_What the task requires:_ Without omitting anything, return the records precisely as given.

_Supplied data:_
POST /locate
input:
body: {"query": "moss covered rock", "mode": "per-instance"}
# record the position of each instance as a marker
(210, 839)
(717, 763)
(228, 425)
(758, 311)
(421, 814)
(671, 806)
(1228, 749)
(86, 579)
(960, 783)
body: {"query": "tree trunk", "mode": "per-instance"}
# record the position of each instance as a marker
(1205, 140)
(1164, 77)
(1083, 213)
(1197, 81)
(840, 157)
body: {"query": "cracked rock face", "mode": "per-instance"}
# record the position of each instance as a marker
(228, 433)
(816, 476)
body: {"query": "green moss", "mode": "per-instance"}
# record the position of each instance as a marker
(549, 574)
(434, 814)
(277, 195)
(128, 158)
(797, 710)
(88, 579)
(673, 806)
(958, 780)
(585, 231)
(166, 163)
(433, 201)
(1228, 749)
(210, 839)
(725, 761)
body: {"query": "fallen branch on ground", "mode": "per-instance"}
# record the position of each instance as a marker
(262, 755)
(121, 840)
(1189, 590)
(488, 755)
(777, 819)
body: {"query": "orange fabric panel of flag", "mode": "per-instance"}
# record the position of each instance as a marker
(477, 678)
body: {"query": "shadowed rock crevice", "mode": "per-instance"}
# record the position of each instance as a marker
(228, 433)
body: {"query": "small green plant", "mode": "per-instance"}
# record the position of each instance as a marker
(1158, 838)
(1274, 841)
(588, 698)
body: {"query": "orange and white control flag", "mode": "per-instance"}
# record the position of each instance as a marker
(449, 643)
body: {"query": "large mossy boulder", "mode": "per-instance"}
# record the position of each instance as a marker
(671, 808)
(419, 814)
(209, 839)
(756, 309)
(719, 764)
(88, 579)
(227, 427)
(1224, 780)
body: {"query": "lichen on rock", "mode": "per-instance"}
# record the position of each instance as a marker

_Output of the exercise:_
POST /locate
input:
body: {"query": "moss covered rock", "mode": "per-instance"}
# record the position of each instance as a marker
(210, 839)
(717, 763)
(228, 425)
(758, 311)
(421, 814)
(671, 806)
(1228, 749)
(86, 579)
(960, 783)
body: {"query": "tree trunk", "mode": "per-instance"}
# record the position of each instance as a marker
(1205, 140)
(1164, 77)
(1083, 213)
(1197, 81)
(840, 157)
body: {"query": "cracked rock face", "mode": "per-instance"}
# record the position of each instance as a marker
(228, 433)
(816, 476)
body: {"query": "green moss", "mode": "per-instance"}
# record the position of each instance as a marker
(549, 574)
(434, 814)
(277, 195)
(128, 158)
(797, 710)
(88, 579)
(673, 806)
(958, 780)
(585, 231)
(166, 163)
(433, 201)
(1228, 749)
(210, 839)
(725, 761)
body: {"query": "fallen branch on ground", "mode": "per-instance"}
# record the position of each instance as a marker
(262, 755)
(121, 840)
(1189, 590)
(488, 755)
(777, 819)
body: {"query": "orange fabric panel of flag", "mode": "per-instance"}
# record the position of each instance as a marker
(477, 678)
body: {"query": "shadowed rock crevice", "mode": "per-instance"}
# record the position of each instance as a marker
(228, 433)
body: {"query": "small green plant", "mode": "per-instance"}
# record the position of each instance as a marker
(1158, 838)
(1274, 841)
(588, 698)
body: {"query": "orange and white control flag", "mode": "per-instance"}
# record the position of each instance as a marker
(449, 643)
body: {"query": "large mossy boulder", "mode": "per-instance"}
# record the position of each instance as a marker
(671, 808)
(419, 814)
(209, 839)
(756, 309)
(719, 764)
(88, 579)
(227, 427)
(1224, 780)
body: {"query": "lichen on rock", "mode": "per-instance"}
# record the position of each instance as a marker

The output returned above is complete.